[What to work on]:
(a) From the writing-discipline post, copy the section that begins with the words containing "Aspiring writers are" and ends with "to five job.".
(b) List every phrasing of the advice that the writing-discipline post quotes.
(c) According to the writing-discipline post, why is the advice to aspiring writers sound on the surface?

Bum on the Chair

Aspiring writers are often advised  to develop discipline; they must actually put words on the page on a regular basis. This advice is expressed in various ways:

“Show up at the desk.”

“Write every day.”

“Put your bum on the chair.”

On the surface, this is sound advice, since writing for most people is not a nine to five job.

The more involved I become in the writing world, however, the less disciplined I seem to be. This could be a result of having an unpredictable schedule in other areas of my life, but more likely it’s due to my temperament. Sometimes I do force myself to “put my bum on the chair,” but rarely do I feel inspired in that situation. Yes I produce pages filled with words, but it is mostly dreck.

[Dataset excerpt]:

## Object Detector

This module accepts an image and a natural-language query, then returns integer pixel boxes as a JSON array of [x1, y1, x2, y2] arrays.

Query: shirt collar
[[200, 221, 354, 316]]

[Solutions in order]:
(a)
Aspiring writers are often advised  to develop discipline; they must actually put words on the page on a regular basis. This advice is expressed in various ways:

“Show up at the desk.”

“Write every day.”

“Put your bum on the chair.”

On the surface, this is sound advice, since writing for most people is not a nine to five job.

(b)
“Show up at the desk.”
“Write every day.”
“Put your bum on the chair.”

(c) The advice is sound on the surface because, for most people, writing is not a nine to five job.